◆ Task goal
Would you please return the lines of the entries below starting at the line that has "x=244, y=213" and ending at the line that has "x=386, y=63", both included, exactly as they are?

◆ Data for the task
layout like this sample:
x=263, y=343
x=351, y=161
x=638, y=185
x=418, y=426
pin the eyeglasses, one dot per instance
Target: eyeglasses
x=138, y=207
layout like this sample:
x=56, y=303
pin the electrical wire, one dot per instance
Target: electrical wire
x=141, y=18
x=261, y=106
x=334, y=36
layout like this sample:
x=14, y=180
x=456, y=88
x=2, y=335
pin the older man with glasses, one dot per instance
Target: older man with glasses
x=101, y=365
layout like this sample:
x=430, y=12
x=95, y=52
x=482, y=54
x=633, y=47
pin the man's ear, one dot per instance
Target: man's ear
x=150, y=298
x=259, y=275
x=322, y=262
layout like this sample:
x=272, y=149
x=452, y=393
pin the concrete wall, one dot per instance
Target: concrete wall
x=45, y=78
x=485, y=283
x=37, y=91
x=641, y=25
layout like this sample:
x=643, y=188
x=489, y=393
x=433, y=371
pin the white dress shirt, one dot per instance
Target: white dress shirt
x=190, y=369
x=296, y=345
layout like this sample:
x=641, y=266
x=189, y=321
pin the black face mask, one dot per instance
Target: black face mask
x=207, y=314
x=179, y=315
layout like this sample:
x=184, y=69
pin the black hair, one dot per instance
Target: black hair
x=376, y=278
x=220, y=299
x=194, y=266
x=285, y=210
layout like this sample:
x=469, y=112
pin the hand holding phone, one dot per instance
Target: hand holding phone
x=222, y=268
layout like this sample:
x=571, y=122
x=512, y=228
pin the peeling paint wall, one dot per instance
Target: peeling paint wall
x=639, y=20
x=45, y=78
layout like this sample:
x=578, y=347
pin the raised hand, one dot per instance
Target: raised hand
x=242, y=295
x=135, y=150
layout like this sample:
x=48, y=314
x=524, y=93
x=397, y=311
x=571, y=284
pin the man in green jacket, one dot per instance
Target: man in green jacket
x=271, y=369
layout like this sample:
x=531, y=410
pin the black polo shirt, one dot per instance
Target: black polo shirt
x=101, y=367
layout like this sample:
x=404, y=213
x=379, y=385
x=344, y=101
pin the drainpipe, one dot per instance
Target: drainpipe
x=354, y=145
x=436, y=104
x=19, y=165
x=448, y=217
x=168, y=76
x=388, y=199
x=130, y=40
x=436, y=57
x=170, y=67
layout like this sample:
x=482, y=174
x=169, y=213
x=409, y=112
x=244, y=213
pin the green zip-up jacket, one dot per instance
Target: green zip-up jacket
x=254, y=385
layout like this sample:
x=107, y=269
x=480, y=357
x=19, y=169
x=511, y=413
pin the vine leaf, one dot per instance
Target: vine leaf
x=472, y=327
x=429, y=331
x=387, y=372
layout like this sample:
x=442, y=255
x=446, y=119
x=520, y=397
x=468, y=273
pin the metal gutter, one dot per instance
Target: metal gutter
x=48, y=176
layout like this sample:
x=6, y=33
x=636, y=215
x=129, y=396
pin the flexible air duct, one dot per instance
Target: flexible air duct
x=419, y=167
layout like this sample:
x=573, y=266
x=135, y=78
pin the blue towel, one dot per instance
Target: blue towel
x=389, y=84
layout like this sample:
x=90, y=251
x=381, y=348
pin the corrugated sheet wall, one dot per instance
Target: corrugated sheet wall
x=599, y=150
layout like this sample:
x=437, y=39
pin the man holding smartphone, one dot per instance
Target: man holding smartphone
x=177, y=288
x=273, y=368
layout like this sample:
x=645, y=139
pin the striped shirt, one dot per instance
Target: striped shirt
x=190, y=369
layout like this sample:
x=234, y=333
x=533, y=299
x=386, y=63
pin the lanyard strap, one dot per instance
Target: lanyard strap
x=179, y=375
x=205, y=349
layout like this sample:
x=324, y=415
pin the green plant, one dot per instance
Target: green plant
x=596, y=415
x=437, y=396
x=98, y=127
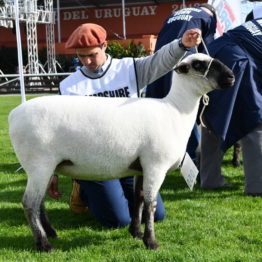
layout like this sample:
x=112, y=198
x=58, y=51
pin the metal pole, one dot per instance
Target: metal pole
x=58, y=21
x=124, y=19
x=19, y=52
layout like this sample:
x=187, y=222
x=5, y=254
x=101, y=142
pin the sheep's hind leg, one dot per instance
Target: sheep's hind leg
x=33, y=197
x=50, y=232
x=135, y=225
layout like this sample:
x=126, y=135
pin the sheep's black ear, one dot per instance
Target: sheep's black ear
x=182, y=68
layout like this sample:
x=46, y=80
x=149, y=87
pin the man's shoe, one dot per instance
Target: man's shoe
x=75, y=203
x=224, y=186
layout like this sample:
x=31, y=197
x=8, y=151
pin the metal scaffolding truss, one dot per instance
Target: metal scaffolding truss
x=33, y=12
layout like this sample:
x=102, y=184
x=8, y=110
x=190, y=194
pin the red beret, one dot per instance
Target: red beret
x=86, y=35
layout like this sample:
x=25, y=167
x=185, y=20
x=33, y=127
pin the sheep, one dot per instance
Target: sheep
x=98, y=138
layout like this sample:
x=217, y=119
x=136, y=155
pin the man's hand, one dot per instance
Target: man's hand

◆ Answer section
x=244, y=213
pin the green zip-up jacket, one dot per instance
Target: green zip-up jacket
x=254, y=385
layout like this sample:
x=107, y=269
x=480, y=357
x=19, y=169
x=511, y=413
pin the vine leaf, one dot per instance
Target: vine leaf
x=472, y=327
x=429, y=331
x=387, y=372
layout like this sample:
x=442, y=255
x=446, y=119
x=520, y=397
x=468, y=273
pin the metal gutter, one dot per instance
Target: metal gutter
x=48, y=176
layout like this sample:
x=6, y=33
x=636, y=215
x=129, y=396
pin the flexible air duct, one dot per instance
Target: flexible air duct
x=419, y=167
layout like this sample:
x=573, y=266
x=135, y=78
pin the blue towel, one dot per instance
Target: blue towel
x=389, y=84
layout like this sample:
x=90, y=251
x=381, y=348
pin the corrugated sheet wall, one dot per instance
Target: corrugated sheet wall
x=599, y=150
layout like this sample:
x=437, y=39
pin the man holding smartphone, one dot per instance
Target: man holding smartphone
x=177, y=288
x=273, y=368
layout like this sample:
x=645, y=139
pin the striped shirt, one dot per instance
Target: striped shirt
x=190, y=369
layout like this sample:
x=234, y=333
x=533, y=299
x=386, y=63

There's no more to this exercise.